*** Opening of Exercise input ***
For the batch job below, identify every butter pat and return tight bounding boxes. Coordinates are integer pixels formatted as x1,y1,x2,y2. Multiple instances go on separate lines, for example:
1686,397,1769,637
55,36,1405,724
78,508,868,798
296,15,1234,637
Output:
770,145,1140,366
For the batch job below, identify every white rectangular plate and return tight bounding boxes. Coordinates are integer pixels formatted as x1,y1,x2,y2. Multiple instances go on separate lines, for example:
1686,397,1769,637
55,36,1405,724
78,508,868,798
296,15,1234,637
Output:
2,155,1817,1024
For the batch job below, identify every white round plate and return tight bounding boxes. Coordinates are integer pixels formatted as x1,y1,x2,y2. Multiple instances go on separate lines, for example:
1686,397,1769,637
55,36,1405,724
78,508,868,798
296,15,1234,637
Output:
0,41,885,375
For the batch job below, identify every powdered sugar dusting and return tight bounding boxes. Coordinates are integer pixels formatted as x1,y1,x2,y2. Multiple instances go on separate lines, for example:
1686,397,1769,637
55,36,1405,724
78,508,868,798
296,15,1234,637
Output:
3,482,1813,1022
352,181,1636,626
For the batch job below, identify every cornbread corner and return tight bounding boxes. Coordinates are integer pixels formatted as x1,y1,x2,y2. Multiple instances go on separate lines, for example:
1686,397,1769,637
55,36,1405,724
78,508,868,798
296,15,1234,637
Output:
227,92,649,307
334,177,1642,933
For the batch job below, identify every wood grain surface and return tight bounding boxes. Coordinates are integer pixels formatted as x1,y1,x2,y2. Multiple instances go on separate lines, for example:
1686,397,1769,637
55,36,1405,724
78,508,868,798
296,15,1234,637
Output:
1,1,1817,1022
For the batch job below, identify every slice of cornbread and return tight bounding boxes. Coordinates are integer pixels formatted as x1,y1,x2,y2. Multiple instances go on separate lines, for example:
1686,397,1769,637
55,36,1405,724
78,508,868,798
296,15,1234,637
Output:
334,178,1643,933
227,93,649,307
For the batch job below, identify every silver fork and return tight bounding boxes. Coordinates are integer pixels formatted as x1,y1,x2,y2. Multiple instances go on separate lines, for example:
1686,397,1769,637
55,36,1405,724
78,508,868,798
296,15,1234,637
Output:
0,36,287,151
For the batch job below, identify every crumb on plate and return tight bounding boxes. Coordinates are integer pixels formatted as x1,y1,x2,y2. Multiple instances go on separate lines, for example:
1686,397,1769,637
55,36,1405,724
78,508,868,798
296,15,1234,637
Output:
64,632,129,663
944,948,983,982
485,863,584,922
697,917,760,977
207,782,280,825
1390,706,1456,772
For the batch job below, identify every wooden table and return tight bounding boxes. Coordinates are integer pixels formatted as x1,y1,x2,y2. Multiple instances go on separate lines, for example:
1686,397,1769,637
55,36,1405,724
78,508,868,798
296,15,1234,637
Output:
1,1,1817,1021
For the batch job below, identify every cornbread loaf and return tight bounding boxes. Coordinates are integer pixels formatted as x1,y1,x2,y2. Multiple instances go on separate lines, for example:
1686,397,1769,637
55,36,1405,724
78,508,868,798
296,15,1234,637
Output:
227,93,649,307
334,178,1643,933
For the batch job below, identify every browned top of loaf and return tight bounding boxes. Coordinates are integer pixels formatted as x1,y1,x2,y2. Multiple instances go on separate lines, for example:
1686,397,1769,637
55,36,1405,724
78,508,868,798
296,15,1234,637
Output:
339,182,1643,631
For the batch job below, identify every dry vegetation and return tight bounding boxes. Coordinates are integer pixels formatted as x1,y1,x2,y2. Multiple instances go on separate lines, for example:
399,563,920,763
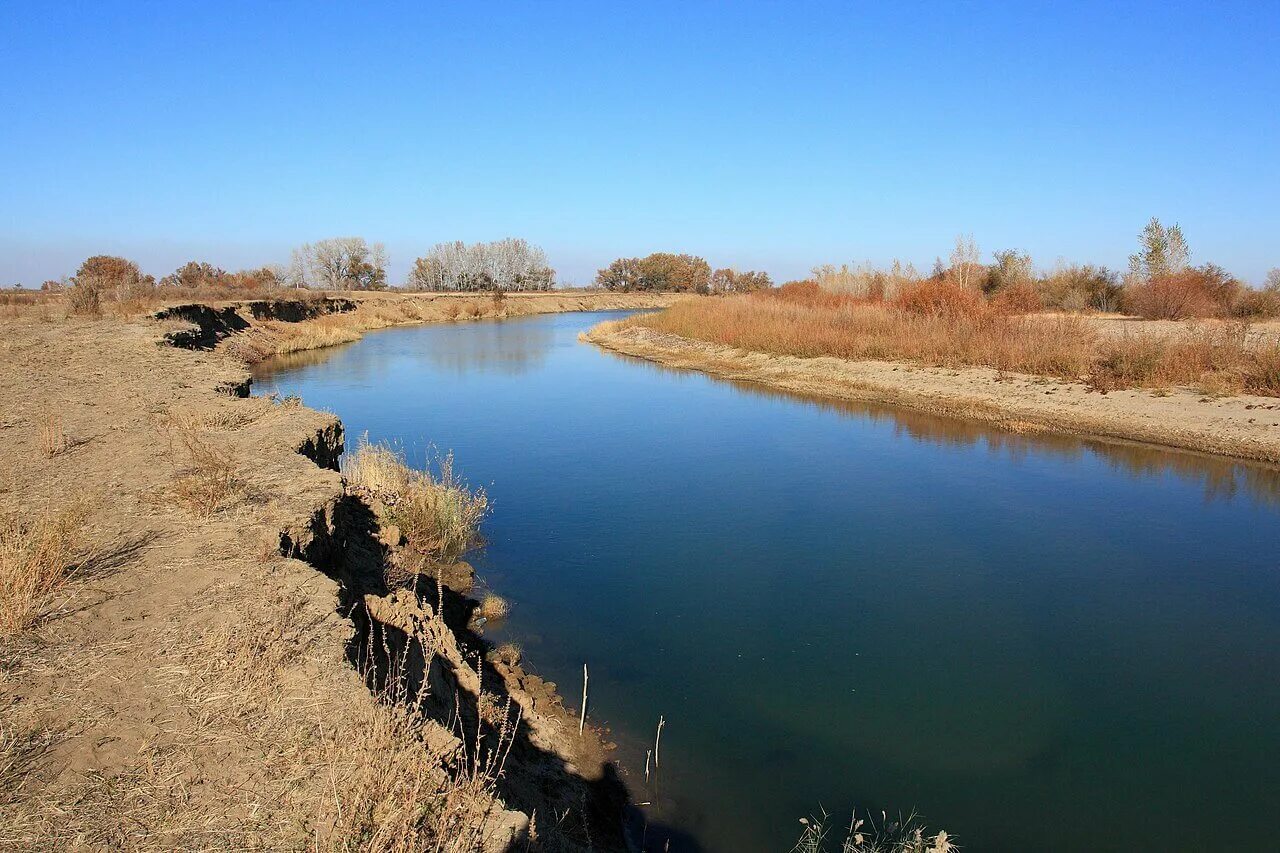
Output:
0,504,89,640
344,438,490,562
627,283,1280,397
793,811,954,853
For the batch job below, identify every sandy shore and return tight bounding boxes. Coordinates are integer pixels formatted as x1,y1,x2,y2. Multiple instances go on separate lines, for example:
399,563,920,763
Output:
585,321,1280,464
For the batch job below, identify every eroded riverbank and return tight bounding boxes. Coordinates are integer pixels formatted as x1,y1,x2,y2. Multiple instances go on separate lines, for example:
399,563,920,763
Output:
0,303,642,850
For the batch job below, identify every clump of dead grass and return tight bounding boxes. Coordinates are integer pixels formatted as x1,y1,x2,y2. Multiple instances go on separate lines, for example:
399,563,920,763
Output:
169,426,241,516
477,594,509,622
344,437,489,562
794,809,954,853
37,411,68,458
0,504,89,640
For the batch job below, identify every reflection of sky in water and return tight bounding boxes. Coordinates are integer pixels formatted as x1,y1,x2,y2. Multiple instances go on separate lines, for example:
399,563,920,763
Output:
255,312,1280,853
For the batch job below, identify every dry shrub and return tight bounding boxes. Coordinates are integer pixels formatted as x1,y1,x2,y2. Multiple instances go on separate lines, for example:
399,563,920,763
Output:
989,281,1042,315
0,504,88,639
344,438,489,561
170,428,240,516
38,412,68,458
66,284,101,317
891,279,984,318
441,301,462,321
1037,264,1122,312
1124,266,1239,320
1232,287,1280,319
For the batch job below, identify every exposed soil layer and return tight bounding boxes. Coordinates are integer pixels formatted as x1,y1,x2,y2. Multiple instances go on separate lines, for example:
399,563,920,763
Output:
586,321,1280,464
0,296,667,851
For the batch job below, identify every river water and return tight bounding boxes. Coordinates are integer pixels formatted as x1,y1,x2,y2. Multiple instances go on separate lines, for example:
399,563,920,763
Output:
254,310,1280,852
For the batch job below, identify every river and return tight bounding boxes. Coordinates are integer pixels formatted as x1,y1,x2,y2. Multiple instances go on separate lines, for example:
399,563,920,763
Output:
254,310,1280,852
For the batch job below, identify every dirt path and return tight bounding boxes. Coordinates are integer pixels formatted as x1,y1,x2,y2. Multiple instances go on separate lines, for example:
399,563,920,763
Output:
585,321,1280,464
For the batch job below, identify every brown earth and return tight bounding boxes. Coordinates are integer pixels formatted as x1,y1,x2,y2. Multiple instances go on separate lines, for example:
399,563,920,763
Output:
0,293,672,852
585,321,1280,465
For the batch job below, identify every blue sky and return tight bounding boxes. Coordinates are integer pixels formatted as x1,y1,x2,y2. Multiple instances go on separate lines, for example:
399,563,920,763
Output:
2,1,1277,286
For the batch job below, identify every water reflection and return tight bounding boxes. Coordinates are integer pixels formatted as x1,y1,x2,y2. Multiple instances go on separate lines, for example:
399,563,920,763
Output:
258,315,556,378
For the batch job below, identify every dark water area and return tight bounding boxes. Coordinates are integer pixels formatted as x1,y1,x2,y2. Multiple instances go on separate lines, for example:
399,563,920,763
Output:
254,311,1280,853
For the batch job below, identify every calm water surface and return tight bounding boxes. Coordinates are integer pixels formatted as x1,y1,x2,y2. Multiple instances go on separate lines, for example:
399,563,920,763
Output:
254,311,1280,853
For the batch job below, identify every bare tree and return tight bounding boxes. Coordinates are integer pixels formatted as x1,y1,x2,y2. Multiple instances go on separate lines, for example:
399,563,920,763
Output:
407,238,555,291
291,238,387,290
950,234,981,290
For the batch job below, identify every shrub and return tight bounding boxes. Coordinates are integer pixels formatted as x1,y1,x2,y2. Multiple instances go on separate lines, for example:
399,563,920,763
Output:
985,249,1033,295
160,261,226,289
1037,264,1122,312
989,280,1042,314
66,281,101,316
1123,265,1240,319
1230,287,1280,319
891,278,984,318
72,255,155,303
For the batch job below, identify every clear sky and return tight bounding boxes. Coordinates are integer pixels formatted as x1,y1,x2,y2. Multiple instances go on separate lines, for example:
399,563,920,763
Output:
2,1,1277,286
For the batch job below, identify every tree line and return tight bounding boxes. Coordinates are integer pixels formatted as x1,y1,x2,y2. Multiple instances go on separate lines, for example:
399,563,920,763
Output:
807,219,1280,320
594,252,773,293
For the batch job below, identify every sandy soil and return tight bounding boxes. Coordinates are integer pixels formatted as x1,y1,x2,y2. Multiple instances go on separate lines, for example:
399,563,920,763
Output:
0,302,641,851
585,321,1280,465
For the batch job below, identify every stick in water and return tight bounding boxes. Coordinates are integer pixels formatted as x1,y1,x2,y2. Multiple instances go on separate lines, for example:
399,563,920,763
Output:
654,715,665,767
579,663,588,736
645,749,652,782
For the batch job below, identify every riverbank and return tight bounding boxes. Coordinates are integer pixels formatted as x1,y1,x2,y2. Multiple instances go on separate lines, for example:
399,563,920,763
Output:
585,320,1280,464
153,290,684,364
0,302,640,850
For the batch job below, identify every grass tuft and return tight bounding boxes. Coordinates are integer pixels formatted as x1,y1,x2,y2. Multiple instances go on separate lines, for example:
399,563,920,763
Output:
0,504,89,640
793,809,955,853
344,437,489,562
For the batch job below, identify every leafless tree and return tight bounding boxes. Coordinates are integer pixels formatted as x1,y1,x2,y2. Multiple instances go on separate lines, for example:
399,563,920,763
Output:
291,238,387,290
407,238,555,291
950,234,981,290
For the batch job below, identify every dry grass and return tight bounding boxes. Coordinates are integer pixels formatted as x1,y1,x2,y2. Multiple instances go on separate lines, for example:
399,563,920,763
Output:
37,411,68,458
477,594,509,622
0,504,88,640
344,438,489,562
169,426,241,516
793,810,954,853
629,293,1280,397
273,321,363,354
0,584,518,851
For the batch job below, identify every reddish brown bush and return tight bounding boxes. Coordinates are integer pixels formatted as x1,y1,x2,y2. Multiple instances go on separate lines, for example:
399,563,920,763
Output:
1123,265,1240,320
892,279,984,318
990,281,1043,315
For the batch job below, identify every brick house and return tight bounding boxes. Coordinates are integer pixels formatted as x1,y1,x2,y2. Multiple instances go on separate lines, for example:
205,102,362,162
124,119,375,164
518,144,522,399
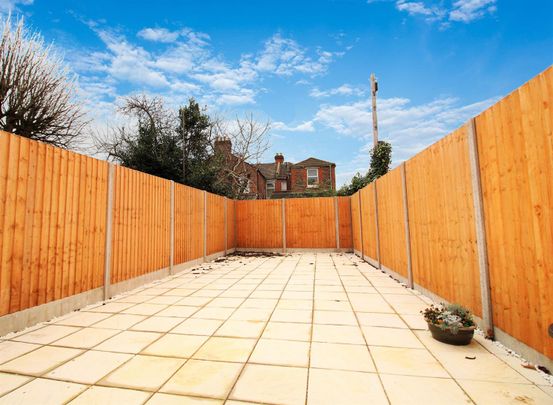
*** Close of Exercise input ***
-- Exercise requirements --
Where the string "surface" turns up in a line of the data above, copy that whole line.

-- Exercise output --
For the batch job below, identify every wood grain surface and return tight bounding boxes. Coordinates are integer pixels formatted as x1,y1,x2,y2. Multiple instances go on separate lines, for example:
For the batch job below, identify every calm water surface and return tight bounding boxes. Coordinates are integer pixels formatted as x1,y1,x2,y2. Multiple instances go on separate lines, for example:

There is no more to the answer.